■ **Required work**:
Give the entries again exactly, every one of them.
──────── Available records
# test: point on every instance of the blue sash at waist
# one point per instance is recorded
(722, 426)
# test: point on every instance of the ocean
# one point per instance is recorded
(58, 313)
────────────────
■ **Task result**:
# test: point on every instance of the blue sash at waist
# one point per instance is recorded
(722, 426)
# test: point on every instance of the ocean
# one point per instance is recorded
(58, 313)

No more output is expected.